Photo-based referring expression data
○ ○ ○ ○ ○

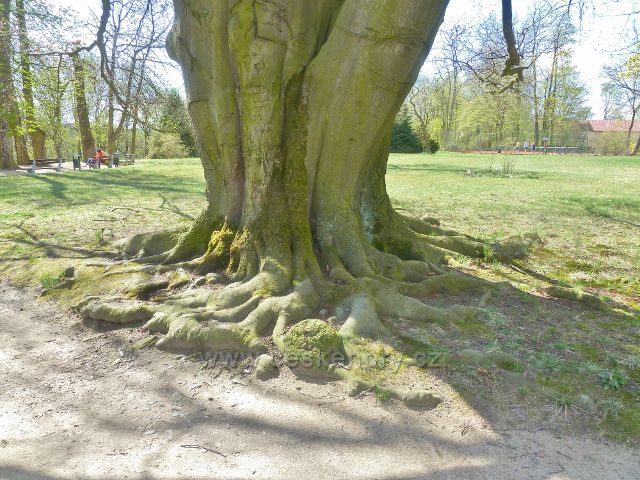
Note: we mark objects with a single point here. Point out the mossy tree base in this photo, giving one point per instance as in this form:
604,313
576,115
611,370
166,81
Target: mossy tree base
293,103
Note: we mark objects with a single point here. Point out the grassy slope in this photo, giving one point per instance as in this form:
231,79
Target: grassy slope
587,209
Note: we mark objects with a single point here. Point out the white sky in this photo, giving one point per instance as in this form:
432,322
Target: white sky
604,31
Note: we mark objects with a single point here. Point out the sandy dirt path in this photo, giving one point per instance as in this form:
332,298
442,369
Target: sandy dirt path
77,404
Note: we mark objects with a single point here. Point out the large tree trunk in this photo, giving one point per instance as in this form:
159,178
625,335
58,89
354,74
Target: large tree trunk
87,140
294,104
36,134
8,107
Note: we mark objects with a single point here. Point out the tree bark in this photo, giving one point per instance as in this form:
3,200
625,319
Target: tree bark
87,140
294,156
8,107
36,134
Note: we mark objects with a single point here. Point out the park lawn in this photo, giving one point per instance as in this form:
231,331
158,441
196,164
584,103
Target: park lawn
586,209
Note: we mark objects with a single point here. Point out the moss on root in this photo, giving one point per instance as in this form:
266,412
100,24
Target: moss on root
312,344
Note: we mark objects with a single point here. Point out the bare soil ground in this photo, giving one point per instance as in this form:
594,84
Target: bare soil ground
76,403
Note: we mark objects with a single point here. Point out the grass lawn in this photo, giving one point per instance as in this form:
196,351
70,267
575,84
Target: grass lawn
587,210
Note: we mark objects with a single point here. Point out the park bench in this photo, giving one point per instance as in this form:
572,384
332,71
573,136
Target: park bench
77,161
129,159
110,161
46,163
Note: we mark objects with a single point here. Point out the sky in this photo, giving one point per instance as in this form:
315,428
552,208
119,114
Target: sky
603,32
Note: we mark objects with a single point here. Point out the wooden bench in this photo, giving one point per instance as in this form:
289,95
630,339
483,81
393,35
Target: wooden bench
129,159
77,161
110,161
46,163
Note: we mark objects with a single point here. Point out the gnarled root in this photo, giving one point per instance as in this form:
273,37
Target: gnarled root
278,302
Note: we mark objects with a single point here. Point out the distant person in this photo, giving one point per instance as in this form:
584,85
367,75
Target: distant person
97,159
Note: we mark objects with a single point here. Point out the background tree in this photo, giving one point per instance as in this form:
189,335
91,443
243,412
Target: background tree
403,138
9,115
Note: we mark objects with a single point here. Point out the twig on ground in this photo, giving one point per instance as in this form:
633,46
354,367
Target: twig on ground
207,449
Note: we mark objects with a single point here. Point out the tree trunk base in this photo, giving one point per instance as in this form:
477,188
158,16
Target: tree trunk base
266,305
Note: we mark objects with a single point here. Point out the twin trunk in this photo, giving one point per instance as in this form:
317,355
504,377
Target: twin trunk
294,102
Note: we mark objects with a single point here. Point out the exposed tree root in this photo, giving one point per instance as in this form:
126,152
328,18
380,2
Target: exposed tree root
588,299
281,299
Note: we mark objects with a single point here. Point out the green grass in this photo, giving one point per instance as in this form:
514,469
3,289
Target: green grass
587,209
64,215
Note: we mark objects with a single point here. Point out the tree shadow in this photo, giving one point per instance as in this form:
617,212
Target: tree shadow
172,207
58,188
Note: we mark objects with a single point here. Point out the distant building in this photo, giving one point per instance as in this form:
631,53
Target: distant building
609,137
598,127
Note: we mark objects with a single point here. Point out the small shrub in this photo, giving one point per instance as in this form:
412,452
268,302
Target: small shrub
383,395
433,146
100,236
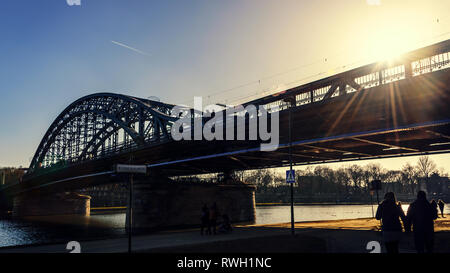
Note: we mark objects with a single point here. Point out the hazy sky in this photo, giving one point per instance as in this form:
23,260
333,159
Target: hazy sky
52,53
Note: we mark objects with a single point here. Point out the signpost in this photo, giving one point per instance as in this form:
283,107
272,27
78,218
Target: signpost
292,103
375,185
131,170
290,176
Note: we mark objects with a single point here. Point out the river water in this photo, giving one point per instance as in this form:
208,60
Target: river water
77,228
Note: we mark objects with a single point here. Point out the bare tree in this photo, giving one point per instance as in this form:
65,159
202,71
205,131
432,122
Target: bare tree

○ ○ ○ ○ ○

Description of the task
Restating the data word for word is the task, and pictures are to be omitted.

Answer section
Note: we mark objects with a single point here. Point out the mossy tree base in this photo, giving one point per instance as in this form:
604,313
576,115
611,370
166,81
Target: mossy tree base
293,103
Note: we mark objects with a single point here. Point out the grassy slope in this photo, giving one point per instance as in this form:
231,79
Target: grassy slope
587,209
Note: we mark objects with a single point here. Point out the white sky in this photo, giving one point per instance as in this form:
432,322
Target: white sky
604,31
Note: we mark objects with a single point here. Point out the sandy dirt path in this photo, giving one point per instance as in this form:
332,298
442,369
Target: sandy dirt path
77,404
Note: we mark objects with a single point here. Point out the large tree trunk in this photo, giving one point per instance as in this form:
159,178
625,335
58,89
354,74
Target: large tree trunk
87,140
294,104
36,134
8,107
Note: we mark objects with a single point here. Point out the tree bark in this photo, giving one point per instance as in this form:
3,200
625,319
Target: tree bark
87,140
294,156
8,107
36,134
Note: we mark objects with a single point here. Point out the park lawn in this photo, giving one point per instance as in this form:
231,331
158,441
196,164
584,103
Target: park lawn
586,209
Note: we mark objects with a single point here. Point out the moss on root in this photo, giving one point per instance as in this form:
266,412
100,24
Target: moss on root
312,344
Note: we mark objects with a single point here. Point out the bare soil ground in this photo, giving one point per instance as in this form:
594,84
Target: bare soil ground
76,403
Note: we mark objects with a single point here. Point out the grass lawn in this photo, giving one point per instance as in this form:
196,351
70,267
575,84
Target: grass lawn
587,210
Note: we mark objects with a single point here. Point out the park bench in this photo, giving one point per instance as in this form:
572,384
332,71
573,136
Target: park bench
77,161
129,159
110,161
46,163
Note: we mark objects with a single point here. Point out the sky in this photo, giving one point per instance as in this form:
315,428
552,208
119,114
Target: sky
603,32
Note: we mark objects with a single point here. Point out the wooden bench in this photo, giving one point per instance as in this form:
289,95
630,339
483,81
393,35
Target: wooden bench
129,159
77,161
110,161
46,163
Note: we mark objects with a single point here. Point out the gnarled root in this photo, giving one point per instance as in this form:
273,37
Target: gnarled root
278,302
Note: we mark objects with a single point here. Point out the distant person in this photo, giving one point per instance as in this form:
584,85
367,75
Target: distant person
97,159
Note: we mark objects with a single point here. Point out the background tree in this photo, giving one point per instance as in this form:
189,335
91,443
243,412
Target: background tree
403,138
9,115
Note: we mark objects with a single point here. Point out the twig on ground in this photo, giving one point per instance as in this form:
633,46
354,367
Target: twig on ground
207,449
Note: we mark objects with a single point here. Point out the tree trunk base in this photo, giving one point per instance as in this form:
477,188
158,16
Target: tree trunk base
266,305
Note: we mark objects with a single point here. Point out the twin trunk in this photo, giving one point per instance as in this form:
317,355
504,377
Target: twin trunk
294,102
Note: we mark objects with a single point here. Point out the exposed tree root in this photo, giving one point per instance as in this form:
126,152
328,18
380,2
Target: exposed tree root
588,299
281,299
Note: we mark objects with a single point here. Point out the green grass in this photo, giving one point per instance as in this form:
514,469
3,289
Target: green grass
587,209
64,215
Note: we mark objects with a single point here. Point out the tree shadow in this photo, giving one point per instance as in this form:
617,212
Target: tree shadow
172,207
58,188
Note: we mark objects with a single point here. Point out the distant building in this photo, giving one point per instance as in this form:
631,53
Target: distant building
609,137
598,127
Note: we mark objects with a single point here. Point out the small shrub in this photo, giving one point per instance as in this form:
412,452
268,302
Target: small shrub
383,395
433,146
100,236
Note: we mark objects with a single point here. Point out the hazy sky in this photo, giving one point per instance as in this form:
23,260
333,159
Target: hazy sky
52,53
Note: we mark objects with a single point here. Point out the signpost in this photo, giving one point per instance as in this form:
283,107
272,27
78,218
Target: signpost
292,103
375,185
131,170
290,176
Note: we mark objects with a single point here. Point out the river water in this photo, giving one point per instance as in this form:
208,60
Target: river water
77,228
Note: we mark objects with a single point here. Point out the bare tree in this photo, giving one point per instance as in this form:
65,159
202,71
205,131
432,122
Target: bare tree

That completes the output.